[Data items]
------

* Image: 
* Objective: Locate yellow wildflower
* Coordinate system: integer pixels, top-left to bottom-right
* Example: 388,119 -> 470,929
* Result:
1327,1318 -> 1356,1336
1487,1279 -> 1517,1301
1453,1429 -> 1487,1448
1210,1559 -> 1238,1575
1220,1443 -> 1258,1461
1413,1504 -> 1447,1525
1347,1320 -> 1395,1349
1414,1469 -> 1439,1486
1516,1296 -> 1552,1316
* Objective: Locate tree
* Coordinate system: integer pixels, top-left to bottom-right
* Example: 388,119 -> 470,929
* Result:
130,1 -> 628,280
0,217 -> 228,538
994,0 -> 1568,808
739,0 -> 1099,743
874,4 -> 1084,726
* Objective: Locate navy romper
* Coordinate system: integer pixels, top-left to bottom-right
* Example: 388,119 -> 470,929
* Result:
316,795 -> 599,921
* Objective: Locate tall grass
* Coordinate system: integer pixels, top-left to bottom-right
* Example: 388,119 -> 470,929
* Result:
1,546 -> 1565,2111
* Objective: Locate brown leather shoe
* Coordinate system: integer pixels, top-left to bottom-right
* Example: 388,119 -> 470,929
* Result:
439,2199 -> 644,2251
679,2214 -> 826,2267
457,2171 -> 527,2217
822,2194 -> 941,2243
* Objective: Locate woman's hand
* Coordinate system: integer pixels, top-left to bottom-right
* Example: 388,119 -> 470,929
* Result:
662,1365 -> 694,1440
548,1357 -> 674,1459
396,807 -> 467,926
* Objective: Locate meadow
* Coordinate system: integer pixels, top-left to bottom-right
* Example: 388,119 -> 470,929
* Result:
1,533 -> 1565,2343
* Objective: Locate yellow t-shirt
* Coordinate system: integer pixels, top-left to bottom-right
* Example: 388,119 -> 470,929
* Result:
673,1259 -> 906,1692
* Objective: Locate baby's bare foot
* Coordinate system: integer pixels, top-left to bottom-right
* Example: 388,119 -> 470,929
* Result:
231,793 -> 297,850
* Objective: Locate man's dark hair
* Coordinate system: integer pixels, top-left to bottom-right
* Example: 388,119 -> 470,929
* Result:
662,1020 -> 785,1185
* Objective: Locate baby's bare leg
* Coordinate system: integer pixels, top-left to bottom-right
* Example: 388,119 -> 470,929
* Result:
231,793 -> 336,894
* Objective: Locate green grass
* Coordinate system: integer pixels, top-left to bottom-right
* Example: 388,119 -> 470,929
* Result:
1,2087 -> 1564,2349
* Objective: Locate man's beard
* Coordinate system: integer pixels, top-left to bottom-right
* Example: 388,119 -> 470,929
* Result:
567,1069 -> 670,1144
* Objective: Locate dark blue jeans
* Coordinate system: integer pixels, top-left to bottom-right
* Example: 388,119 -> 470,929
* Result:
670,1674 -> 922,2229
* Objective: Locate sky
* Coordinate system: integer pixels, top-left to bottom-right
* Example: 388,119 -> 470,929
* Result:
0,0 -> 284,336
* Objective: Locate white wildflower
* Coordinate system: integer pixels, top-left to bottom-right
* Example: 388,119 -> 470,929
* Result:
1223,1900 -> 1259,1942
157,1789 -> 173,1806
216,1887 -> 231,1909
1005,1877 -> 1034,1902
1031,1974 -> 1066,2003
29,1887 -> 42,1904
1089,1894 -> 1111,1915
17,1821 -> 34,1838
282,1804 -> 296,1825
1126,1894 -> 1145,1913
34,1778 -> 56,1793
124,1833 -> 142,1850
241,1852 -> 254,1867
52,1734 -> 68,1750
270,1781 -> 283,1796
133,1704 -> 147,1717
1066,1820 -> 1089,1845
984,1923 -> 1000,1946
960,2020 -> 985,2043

------

• **Task prompt**:
All the data above should be restated in full, exactly.

• **Response below**:
* Image: 
* Objective: Locate yellow wildflower
* Coordinate system: integer pixels, top-left to bottom-right
* Example: 388,119 -> 470,929
* Result:
1327,1318 -> 1356,1336
1487,1279 -> 1517,1301
1453,1429 -> 1487,1448
1210,1559 -> 1238,1575
1220,1443 -> 1258,1461
1413,1504 -> 1447,1525
1347,1320 -> 1395,1349
1414,1469 -> 1439,1486
1516,1296 -> 1552,1316
* Objective: Locate tree
* Coordinate system: integer pixels, top-left to bottom-right
* Example: 388,119 -> 470,929
* Result:
130,1 -> 628,280
0,217 -> 228,538
994,0 -> 1568,808
739,0 -> 1099,743
874,4 -> 1084,726
* Objective: Locate navy romper
* Coordinate system: integer pixels, top-left to bottom-right
* Example: 388,119 -> 470,929
* Result:
316,795 -> 599,921
* Objective: Locate tall grass
* Coordinate system: integer pixels, top-left to bottom-right
* Example: 388,119 -> 470,929
* Result:
1,546 -> 1565,2111
* Objective: Locate brown leather shoe
* Coordinate system: integer pixels, top-left to bottom-right
* Example: 388,119 -> 470,929
* Result:
439,2199 -> 644,2251
679,2214 -> 826,2267
457,2171 -> 527,2217
822,2194 -> 941,2243
* Objective: Locate woman's hand
* Coordinate system: integer pixels, top-left to bottom-right
* Example: 388,119 -> 470,929
* Result:
662,1365 -> 694,1440
548,1357 -> 674,1459
396,807 -> 467,926
* Objective: Locate meadow
* Coordinate system: integer pixels, top-left to bottom-right
* Example: 388,119 -> 470,929
* Result:
1,533 -> 1565,2343
* Objective: Locate yellow t-shirt
* Coordinate system: integer pixels, top-left to bottom-right
* Example: 388,119 -> 470,929
* Result:
673,1259 -> 906,1692
* Objective: Locate baby's bare foot
* Coordinate system: integer pixels, top-left to bottom-right
* Example: 388,119 -> 470,929
* Result:
231,793 -> 297,850
* Objective: Locate man's dark hair
* Coordinate system: integer pixels, top-left to bottom-right
* Example: 388,119 -> 470,929
* Result:
662,1020 -> 785,1185
* Objective: Locate baby's bare leg
* Coordinate system: integer pixels, top-left to bottom-right
* Example: 388,119 -> 470,929
* Result:
231,793 -> 336,894
* Objective: Locate green grass
* Coordinate system: integer pixels, top-left to bottom-right
* Example: 388,119 -> 470,929
* Result:
1,2087 -> 1564,2349
* Objective: Locate man's beard
* Coordinate system: integer pixels, top-left to bottom-right
* Example: 388,119 -> 470,929
* Result:
567,1069 -> 670,1144
* Objective: Locate dark blue jeans
* Coordinate system: integer pixels, top-left to bottom-right
* Example: 388,119 -> 470,929
* Result:
670,1674 -> 922,2229
* Objective: Locate sky
* Coordinate system: integer pixels, top-left to bottom-right
* Example: 388,119 -> 470,929
* Result:
0,0 -> 284,336
* Objective: Locate white wildflower
* Coordinate system: integer pixels, top-left to bottom-right
* Example: 388,119 -> 470,929
* Result:
1223,1900 -> 1259,1942
157,1789 -> 173,1806
216,1887 -> 231,1909
1005,1877 -> 1034,1902
1031,1974 -> 1066,2003
29,1887 -> 42,1904
1089,1894 -> 1111,1915
17,1821 -> 34,1838
282,1804 -> 296,1825
1126,1894 -> 1145,1913
34,1778 -> 56,1793
124,1833 -> 142,1850
241,1852 -> 254,1867
52,1734 -> 68,1750
270,1781 -> 283,1796
133,1704 -> 147,1717
1066,1820 -> 1089,1845
984,1923 -> 1000,1946
960,2020 -> 985,2043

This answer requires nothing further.